Quote exactly, and only, the lines from the one with "Would you mind pinning the white mirror" through the end of the listing.

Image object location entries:
--- START ---
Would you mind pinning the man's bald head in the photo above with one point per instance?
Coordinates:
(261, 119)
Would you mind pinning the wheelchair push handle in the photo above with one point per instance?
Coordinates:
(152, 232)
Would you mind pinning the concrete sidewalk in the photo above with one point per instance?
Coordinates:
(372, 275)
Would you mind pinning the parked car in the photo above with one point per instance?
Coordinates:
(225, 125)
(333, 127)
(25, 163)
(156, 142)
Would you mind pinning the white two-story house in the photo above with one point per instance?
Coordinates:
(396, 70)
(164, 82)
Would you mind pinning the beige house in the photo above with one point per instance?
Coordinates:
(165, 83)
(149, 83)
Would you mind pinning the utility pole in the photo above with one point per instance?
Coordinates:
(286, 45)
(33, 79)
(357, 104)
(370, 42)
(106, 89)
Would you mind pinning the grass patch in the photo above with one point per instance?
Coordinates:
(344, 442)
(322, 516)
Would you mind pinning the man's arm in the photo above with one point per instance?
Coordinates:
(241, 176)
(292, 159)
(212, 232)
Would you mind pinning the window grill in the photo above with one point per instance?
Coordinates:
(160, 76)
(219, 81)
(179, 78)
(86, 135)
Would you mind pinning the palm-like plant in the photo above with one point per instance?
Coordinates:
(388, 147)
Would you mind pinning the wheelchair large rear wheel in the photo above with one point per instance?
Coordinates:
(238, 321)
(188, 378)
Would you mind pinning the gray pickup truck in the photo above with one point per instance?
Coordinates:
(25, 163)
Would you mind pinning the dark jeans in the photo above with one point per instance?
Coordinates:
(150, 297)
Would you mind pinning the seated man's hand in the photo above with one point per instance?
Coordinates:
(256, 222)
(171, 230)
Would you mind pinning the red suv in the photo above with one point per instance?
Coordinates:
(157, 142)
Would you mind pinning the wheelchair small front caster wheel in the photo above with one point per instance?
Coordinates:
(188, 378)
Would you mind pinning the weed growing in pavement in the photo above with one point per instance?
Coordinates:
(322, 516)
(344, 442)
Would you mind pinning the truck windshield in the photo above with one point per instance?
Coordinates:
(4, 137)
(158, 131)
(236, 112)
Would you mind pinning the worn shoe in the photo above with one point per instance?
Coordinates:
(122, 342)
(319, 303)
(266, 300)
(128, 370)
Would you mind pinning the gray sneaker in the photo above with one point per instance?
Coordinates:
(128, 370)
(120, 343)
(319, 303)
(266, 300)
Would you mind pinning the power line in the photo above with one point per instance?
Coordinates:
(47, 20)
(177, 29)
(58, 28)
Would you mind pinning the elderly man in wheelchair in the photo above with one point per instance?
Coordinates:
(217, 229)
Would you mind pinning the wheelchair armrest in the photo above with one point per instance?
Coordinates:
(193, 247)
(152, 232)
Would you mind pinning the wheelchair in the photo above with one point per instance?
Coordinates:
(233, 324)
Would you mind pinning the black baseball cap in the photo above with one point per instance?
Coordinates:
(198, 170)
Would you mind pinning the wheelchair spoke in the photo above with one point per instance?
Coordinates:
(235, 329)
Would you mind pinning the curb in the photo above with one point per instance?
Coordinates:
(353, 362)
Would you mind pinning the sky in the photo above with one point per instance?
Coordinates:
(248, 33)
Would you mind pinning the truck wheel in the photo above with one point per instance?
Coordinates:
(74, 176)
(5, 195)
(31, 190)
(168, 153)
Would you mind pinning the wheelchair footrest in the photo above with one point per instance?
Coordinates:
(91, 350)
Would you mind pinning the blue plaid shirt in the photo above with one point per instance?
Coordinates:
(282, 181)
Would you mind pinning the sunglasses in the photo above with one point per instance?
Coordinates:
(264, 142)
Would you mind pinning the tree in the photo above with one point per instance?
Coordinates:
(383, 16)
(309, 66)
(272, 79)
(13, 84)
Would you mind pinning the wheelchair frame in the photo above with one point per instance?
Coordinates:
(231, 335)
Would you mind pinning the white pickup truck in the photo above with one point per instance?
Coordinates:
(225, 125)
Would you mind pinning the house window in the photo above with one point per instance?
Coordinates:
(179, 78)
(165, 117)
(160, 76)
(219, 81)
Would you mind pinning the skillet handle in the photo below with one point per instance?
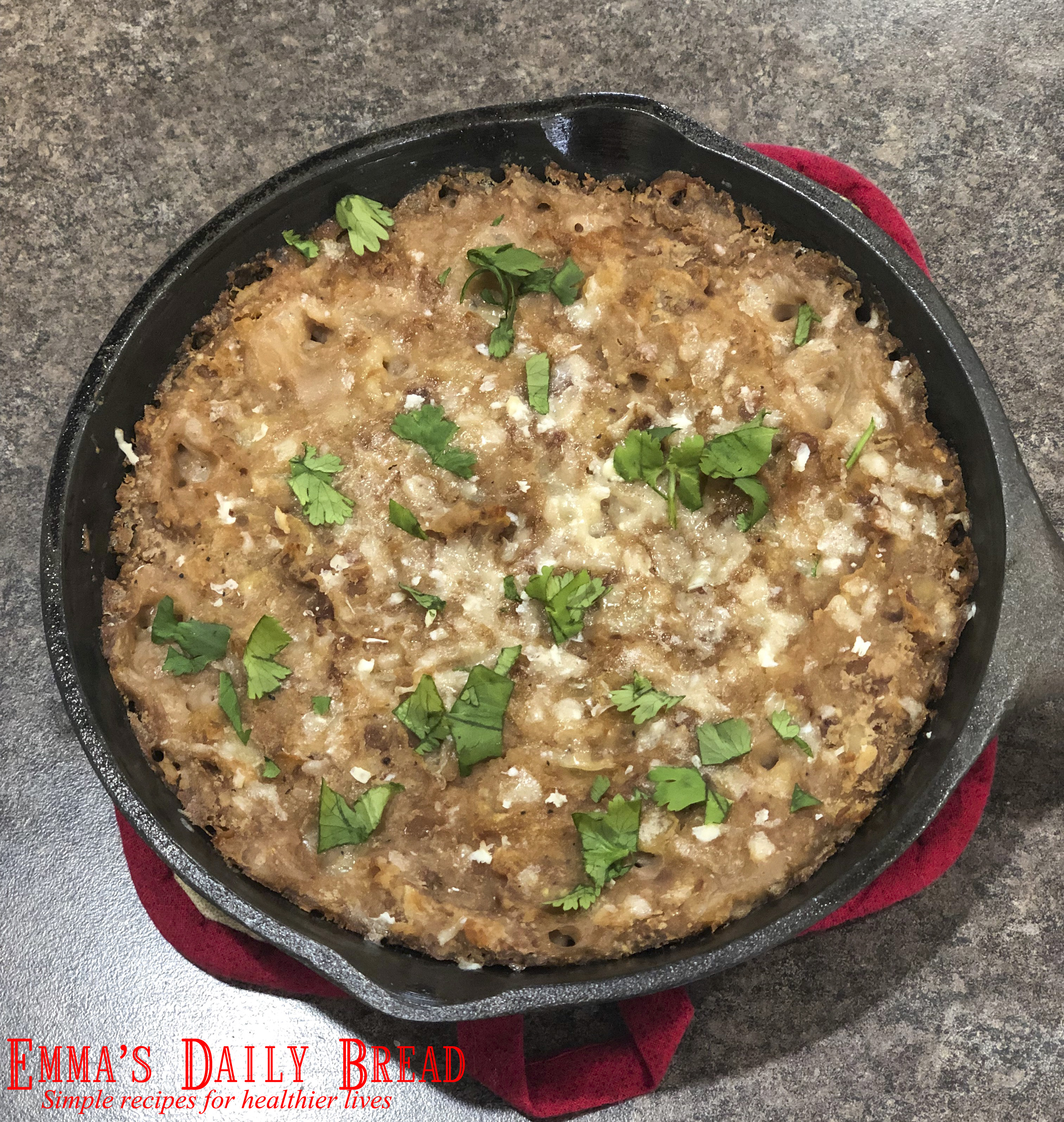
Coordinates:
(1032, 631)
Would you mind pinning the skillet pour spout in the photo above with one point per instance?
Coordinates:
(1011, 653)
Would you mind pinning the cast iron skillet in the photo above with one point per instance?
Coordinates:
(1006, 653)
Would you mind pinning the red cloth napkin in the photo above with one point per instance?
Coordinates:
(595, 1075)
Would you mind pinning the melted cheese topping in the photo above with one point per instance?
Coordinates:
(842, 606)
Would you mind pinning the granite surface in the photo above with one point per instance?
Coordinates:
(127, 126)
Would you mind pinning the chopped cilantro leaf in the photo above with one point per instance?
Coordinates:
(859, 448)
(609, 838)
(583, 896)
(641, 699)
(565, 600)
(566, 283)
(230, 706)
(427, 601)
(759, 505)
(513, 273)
(475, 720)
(200, 643)
(365, 221)
(507, 659)
(806, 316)
(537, 374)
(476, 717)
(399, 515)
(307, 247)
(509, 260)
(677, 788)
(339, 824)
(265, 675)
(727, 741)
(311, 483)
(787, 728)
(802, 799)
(424, 714)
(685, 483)
(640, 457)
(178, 664)
(717, 807)
(741, 452)
(433, 432)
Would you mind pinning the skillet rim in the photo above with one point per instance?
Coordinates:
(632, 980)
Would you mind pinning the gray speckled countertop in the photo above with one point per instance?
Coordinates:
(127, 126)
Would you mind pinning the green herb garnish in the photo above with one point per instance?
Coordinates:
(200, 643)
(677, 788)
(365, 221)
(859, 448)
(476, 717)
(609, 838)
(727, 741)
(339, 824)
(741, 452)
(600, 787)
(475, 720)
(787, 728)
(399, 515)
(565, 600)
(311, 483)
(642, 457)
(230, 706)
(517, 272)
(806, 316)
(265, 673)
(537, 374)
(432, 604)
(802, 799)
(641, 699)
(424, 714)
(433, 432)
(307, 247)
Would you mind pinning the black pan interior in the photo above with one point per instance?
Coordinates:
(598, 135)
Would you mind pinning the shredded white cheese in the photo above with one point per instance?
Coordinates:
(127, 448)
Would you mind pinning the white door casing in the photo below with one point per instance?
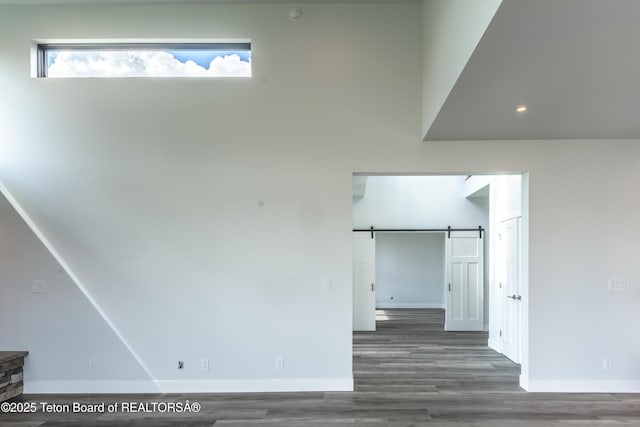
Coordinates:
(464, 253)
(364, 267)
(509, 277)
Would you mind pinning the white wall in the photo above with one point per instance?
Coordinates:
(452, 29)
(415, 202)
(151, 191)
(409, 270)
(202, 216)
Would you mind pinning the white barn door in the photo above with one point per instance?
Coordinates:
(364, 271)
(464, 281)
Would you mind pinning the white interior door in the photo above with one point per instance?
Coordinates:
(509, 242)
(364, 272)
(465, 281)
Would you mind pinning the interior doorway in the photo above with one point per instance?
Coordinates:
(496, 301)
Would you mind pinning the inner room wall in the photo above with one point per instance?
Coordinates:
(410, 266)
(409, 270)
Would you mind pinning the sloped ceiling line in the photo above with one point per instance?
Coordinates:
(59, 259)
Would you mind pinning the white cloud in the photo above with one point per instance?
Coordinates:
(141, 64)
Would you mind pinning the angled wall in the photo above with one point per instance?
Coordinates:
(212, 211)
(451, 31)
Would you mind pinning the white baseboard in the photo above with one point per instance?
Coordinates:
(495, 345)
(596, 386)
(524, 378)
(90, 387)
(193, 386)
(390, 305)
(257, 385)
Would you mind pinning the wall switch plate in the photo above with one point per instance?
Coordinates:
(619, 284)
(37, 286)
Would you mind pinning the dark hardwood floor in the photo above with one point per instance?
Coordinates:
(408, 373)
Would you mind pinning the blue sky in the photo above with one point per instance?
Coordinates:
(204, 57)
(200, 57)
(154, 63)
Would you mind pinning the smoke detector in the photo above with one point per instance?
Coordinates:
(295, 13)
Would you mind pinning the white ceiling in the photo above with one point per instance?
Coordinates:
(80, 2)
(575, 63)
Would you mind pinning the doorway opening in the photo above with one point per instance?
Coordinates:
(479, 279)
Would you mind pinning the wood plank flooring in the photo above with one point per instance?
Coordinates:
(410, 373)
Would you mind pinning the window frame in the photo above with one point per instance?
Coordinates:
(42, 48)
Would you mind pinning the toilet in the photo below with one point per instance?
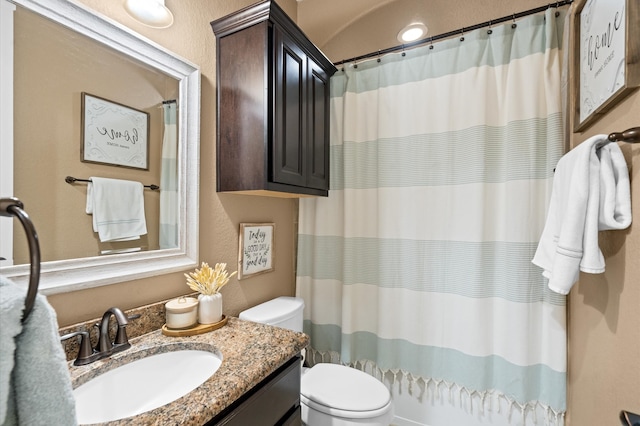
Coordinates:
(330, 394)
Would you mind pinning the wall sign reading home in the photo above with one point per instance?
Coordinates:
(114, 134)
(256, 249)
(608, 68)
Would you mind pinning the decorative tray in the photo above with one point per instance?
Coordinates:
(196, 329)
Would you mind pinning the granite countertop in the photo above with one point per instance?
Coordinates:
(250, 353)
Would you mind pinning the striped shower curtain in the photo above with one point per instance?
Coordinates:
(169, 178)
(418, 264)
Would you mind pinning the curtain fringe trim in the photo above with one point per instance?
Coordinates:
(439, 389)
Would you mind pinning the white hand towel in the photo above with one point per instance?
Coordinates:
(35, 384)
(590, 193)
(117, 207)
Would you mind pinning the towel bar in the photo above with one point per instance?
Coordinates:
(631, 135)
(71, 179)
(14, 207)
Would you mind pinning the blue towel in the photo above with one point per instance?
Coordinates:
(35, 384)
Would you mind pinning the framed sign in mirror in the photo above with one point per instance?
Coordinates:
(607, 65)
(114, 134)
(255, 255)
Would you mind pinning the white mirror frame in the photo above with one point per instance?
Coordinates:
(76, 274)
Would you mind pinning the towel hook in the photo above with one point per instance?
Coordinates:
(14, 207)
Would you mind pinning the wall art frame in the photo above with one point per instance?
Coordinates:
(607, 58)
(256, 251)
(113, 133)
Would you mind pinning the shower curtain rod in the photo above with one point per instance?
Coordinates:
(454, 33)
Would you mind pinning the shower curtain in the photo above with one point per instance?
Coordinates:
(418, 265)
(169, 179)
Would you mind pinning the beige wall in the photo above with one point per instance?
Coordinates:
(604, 309)
(604, 323)
(220, 214)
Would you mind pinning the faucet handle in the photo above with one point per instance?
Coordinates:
(86, 353)
(122, 341)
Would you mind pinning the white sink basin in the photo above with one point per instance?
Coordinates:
(143, 385)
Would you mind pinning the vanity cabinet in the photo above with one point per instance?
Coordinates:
(273, 105)
(274, 401)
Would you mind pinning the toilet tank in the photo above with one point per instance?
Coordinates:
(284, 312)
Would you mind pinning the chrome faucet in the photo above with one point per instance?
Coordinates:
(105, 345)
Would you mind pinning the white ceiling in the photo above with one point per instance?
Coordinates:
(347, 28)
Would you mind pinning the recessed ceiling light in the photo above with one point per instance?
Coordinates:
(412, 32)
(152, 13)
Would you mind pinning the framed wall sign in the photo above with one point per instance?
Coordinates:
(114, 134)
(607, 65)
(256, 252)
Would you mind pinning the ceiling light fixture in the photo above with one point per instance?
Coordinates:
(412, 32)
(152, 13)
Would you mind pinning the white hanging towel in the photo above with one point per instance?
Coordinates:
--- END ---
Response to the exercise:
Would you mind pinning the white mirror frame in the photo above with one point per instance?
Coordinates:
(76, 274)
Would you mind pinning the towel hook in the photo above with one point per instance?
Coordinates:
(14, 207)
Would you mind pinning the wall art frame in the photo above with one point per instance?
Coordinates:
(607, 58)
(256, 251)
(113, 133)
Would you mind pinning the shower curtain rod in the photo above with one point per instance?
Coordinates:
(454, 33)
Would you mind pinning the shower curtain in the photo above with one point per instance?
Coordinates:
(418, 265)
(169, 179)
Would you mind pinning the beige wall in the photo above with one point per instance?
Coordinates:
(604, 309)
(604, 323)
(220, 214)
Would you mind pinning the faucet handle in the photo above with one point per instance?
Coordinates:
(86, 353)
(122, 341)
Would you mind pinning the white sink basin in the photo above with one point per instance?
Coordinates:
(143, 385)
Would you mind pinning the vanity cabinet in the photo above with one point per instance?
Coordinates:
(273, 105)
(274, 401)
Would you mind pinning the toilet tank in the photo above with one point per instance?
Coordinates:
(284, 312)
Would you mind pinning the chrome faucet in the photo above with one point per instance?
Coordinates:
(105, 345)
Would you mind pinning the white ceiling in the photo above with one point per instance?
Coordinates:
(347, 28)
Would you mind pinning the recessed ceiling light in the photo above with one point per instance?
Coordinates:
(412, 32)
(152, 13)
Would you mind pinning the framed wall sign in the photo above with one point per instance?
Coordinates:
(114, 134)
(607, 65)
(256, 252)
Would you mind pinning the ceiling light fixture in the photo above with one point per instance?
Coordinates:
(412, 32)
(152, 13)
Would you mind pinning the white hanging towel in the photo above with one point per instance?
Coordinates:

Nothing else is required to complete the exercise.